**Lista de actividades**
**A)** En el texto sobre la necropolítica, ¿con qué nombre designa Mbembe los lugares donde la vida humana pierde su valor político?
**B)** Reescribe como lista el párrafo del texto sobre la necropolítica que empieza por "El cuerpo es otro tema fundamental", conservando sus datos principales.
**C)** Completa la parte siguiente del texto sobre la necropolítica a partir de su última oración.
++++ Texto proporcionado ++++
Mbembe también se detiene en analizar cómo estos espacios donde el poder mata o abandona se materializan en territorios específicos. Habla de las “zonas de muerte”, que son lugares donde la vida humana pierde su valor político. En estos espacios, la ley no funciona o funciona de una manera perversa, y los cuerpos están totalmente expuestos a la violencia. Ejemplos de esto pueden ser los territorios ocupados como Palestina, las favelas militarizadas de Brasil, los campos de refugiados, las prisiones masificadas, los barrios bajo estado de excepción o incluso los hospitales colapsados donde las personas pobres mueren por falta de atención. Lo que tienen en común estos lugares es que son tratados como zonas donde todo vale, donde matar o dejar morir no provoca escándalo, donde el sufrimiento se vuelve normal.

El cuerpo es otro tema fundamental en este análisis. Para Mbembe, el cuerpo es el lugar donde se inscribe el poder necropolítico. No se trata solo de matar a una persona, sino de dominar su cuerpo, de hacerlo sufrir, de exponerlo al dolor o a la destrucción. En muchos casos, el cuerpo se convierte en el campo de batalla donde se disputa la soberanía. En las guerras, los cuerpos son mutilados, violados, marcados. En las prisiones, se los encierra, se los priva de movimiento, se los somete a rutinas de castigo. En los contextos de represión, los cuerpos son golpeados, gaseados, humillados. Todo esto no es un efecto secundario del poder, sino parte de su lógica: dominar el cuerpo es dominar a la persona. Por eso, la necropolítica no es solo la política de matar, sino también la política de hacer sufrir, de castigar, de convertir el cuerpo en un objeto sin valor.
++++ Listado proporcionado ++++
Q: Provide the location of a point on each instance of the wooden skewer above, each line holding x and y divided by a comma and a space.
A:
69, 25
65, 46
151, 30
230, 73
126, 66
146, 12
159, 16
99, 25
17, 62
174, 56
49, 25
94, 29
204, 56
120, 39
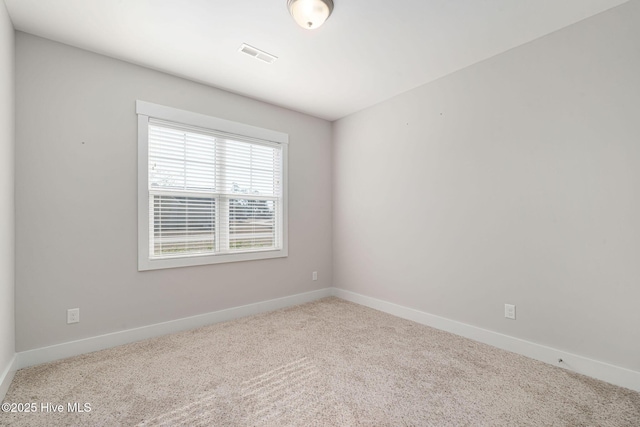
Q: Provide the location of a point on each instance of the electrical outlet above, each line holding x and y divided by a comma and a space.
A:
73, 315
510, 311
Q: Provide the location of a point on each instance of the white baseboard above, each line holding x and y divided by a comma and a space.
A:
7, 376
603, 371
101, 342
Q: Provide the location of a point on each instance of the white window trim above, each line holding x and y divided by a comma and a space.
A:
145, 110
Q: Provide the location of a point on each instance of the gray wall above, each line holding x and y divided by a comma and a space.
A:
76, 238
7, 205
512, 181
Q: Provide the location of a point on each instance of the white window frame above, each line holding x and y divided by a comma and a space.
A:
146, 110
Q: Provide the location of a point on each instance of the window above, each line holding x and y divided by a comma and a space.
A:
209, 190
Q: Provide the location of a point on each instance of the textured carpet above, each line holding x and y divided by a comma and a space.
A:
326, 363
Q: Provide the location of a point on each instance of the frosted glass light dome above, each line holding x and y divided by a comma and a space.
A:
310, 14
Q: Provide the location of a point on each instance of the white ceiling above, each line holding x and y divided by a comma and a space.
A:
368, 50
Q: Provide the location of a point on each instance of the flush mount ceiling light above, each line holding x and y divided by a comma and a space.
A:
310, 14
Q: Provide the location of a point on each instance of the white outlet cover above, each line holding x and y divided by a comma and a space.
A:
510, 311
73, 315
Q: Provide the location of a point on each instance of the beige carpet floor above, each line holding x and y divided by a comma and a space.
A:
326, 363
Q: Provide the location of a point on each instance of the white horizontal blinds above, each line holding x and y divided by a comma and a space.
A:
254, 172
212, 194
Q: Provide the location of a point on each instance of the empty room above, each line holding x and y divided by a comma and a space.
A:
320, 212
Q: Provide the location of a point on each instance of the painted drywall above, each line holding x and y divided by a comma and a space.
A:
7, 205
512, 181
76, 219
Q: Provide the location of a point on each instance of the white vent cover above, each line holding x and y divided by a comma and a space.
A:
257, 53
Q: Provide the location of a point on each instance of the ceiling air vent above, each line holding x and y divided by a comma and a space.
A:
++++
++++ Listado proporcionado ++++
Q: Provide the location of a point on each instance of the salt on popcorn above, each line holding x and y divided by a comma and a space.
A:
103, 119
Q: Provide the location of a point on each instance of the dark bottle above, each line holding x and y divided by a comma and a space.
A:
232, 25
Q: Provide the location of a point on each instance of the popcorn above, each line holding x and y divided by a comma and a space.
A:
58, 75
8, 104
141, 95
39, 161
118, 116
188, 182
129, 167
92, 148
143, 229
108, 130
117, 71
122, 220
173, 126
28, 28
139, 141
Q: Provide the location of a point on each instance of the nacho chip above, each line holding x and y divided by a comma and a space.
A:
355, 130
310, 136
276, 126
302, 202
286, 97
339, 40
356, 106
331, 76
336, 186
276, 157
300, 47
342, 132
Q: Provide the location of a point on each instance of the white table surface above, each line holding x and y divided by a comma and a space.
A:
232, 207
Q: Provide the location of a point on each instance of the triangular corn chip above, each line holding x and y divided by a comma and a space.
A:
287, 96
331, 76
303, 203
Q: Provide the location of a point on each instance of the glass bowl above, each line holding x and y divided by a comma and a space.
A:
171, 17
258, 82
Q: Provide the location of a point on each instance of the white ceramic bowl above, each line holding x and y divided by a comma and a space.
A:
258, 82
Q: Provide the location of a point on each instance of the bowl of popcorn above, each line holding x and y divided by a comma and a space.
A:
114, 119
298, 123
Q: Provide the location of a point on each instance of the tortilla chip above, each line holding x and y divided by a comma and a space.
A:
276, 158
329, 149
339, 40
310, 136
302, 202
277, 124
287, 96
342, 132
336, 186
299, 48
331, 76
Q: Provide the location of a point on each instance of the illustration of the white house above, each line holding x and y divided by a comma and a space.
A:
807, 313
++++
++++ Listado proporcionado ++++
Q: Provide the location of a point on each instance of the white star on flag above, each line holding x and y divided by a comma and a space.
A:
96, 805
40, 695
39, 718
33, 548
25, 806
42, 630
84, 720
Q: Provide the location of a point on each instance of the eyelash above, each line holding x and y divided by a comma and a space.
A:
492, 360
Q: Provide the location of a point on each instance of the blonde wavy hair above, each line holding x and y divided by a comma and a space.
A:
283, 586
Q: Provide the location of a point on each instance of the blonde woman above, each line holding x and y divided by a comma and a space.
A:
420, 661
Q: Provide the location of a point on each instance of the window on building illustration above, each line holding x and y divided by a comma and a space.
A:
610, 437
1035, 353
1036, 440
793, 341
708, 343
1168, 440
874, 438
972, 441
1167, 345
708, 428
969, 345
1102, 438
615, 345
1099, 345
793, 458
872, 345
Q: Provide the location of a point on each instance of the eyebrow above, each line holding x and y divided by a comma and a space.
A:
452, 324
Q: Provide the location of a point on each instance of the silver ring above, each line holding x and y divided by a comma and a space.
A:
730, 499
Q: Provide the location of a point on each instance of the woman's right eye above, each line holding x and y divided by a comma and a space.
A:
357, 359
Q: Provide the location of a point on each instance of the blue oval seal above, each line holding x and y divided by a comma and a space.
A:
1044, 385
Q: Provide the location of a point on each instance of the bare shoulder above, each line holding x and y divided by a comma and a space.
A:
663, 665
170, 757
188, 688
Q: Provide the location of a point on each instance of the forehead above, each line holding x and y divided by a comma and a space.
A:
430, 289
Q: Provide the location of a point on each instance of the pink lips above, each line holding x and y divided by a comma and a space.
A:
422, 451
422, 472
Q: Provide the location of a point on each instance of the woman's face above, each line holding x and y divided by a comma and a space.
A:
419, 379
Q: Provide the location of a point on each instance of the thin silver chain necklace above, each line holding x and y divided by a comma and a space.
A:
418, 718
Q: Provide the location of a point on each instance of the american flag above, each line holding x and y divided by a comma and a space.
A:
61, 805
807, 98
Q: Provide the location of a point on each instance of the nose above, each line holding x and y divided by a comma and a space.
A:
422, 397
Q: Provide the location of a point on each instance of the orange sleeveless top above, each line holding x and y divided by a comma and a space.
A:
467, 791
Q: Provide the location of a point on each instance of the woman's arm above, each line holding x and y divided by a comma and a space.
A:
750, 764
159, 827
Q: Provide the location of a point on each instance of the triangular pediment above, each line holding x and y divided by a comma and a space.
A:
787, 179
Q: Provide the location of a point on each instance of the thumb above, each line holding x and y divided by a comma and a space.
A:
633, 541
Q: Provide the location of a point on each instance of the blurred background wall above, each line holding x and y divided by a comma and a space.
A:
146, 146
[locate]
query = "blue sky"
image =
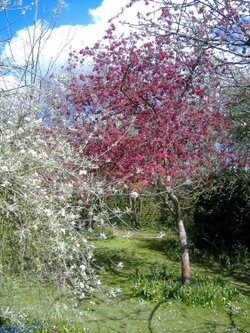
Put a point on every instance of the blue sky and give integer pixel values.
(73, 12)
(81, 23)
++++
**Respuestas del ejercicio**
**A)** Los llama "zonas de muerte".

**B)**
- Para Mbembe, el cuerpo es el lugar donde se inscribe el poder necropolítico.
- No se trata solo de matar, sino de dominar el cuerpo, hacerlo sufrir y exponerlo al dolor o a la destrucción.
- Con frecuencia el cuerpo se convierte en el campo de batalla donde se disputa la soberanía.
- En las guerras, los cuerpos son mutilados, violados y marcados.
- En las prisiones, se los encierra, se los priva de movimiento y se los somete a rutinas de castigo.
- En contextos de represión, se los golpea, gasea y humilla.
- Nada de esto es un efecto secundario, sino parte de la lógica del poder: dominar el cuerpo es dominar a la persona.
- Por eso la necropolítica es también la política de hacer sufrir, castigar y convertir el cuerpo en un objeto sin valor.

**C)**
Otro punto interesante que plantea Mbembe es que la necropolítica no depende solamente del Estado. En muchos casos, son actores privados los que ejercen este poder de muerte. Por ejemplo, empresas multinacionales que extraen recursos en zonas de conflicto y financian a grupos armados, organizaciones criminales que controlan territorios y eliminan a sus enemigos, o incluso grupos paramilitares que funcionan con el apoyo o la tolerancia del Estado. A esto le llama “gobierno privado indirecto”, es decir, formas de control y violencia que no se ejercen directamente desde el Estado, pero que están conectadas con él o que operan gracias a su ausencia. De esta manera, la necropolítica se descentraliza, se vuelve más difusa, pero no por eso menos real o menos violenta. El resultado es un mundo donde hay múltiples formas de poder que deciden sobre la vida y la muerte, y donde muchas veces no se sabe con claridad quién tiene la responsabilidad de lo que ocurre.

El libro de Mbembe no es simplemente una crítica teórica. Tiene una intención política y ética muy clara: mostrarnos que no todas las vidas son tratadas de la misma forma, y que debemos cuestionar esa desigualdad radical. No basta con hablar de derechos humanos o de igualdad formal si en la práctica hay personas que viven como si ya estuvieran muertas, personas que no tienen acceso a lo básico para vivir con dignidad, que son perseguidas, abandonadas o asesinadas sin que eso provoque ninguna reacción. La necropolítica es una llamada de atención sobre la crueldad estructural que persiste en nuestras sociedades, una invitación a mirar donde no queremos mirar, a escuchar las voces que normalmente se silencian, a reconocer que el poder sigue produciendo muerte y sufrimiento de manera sistemática.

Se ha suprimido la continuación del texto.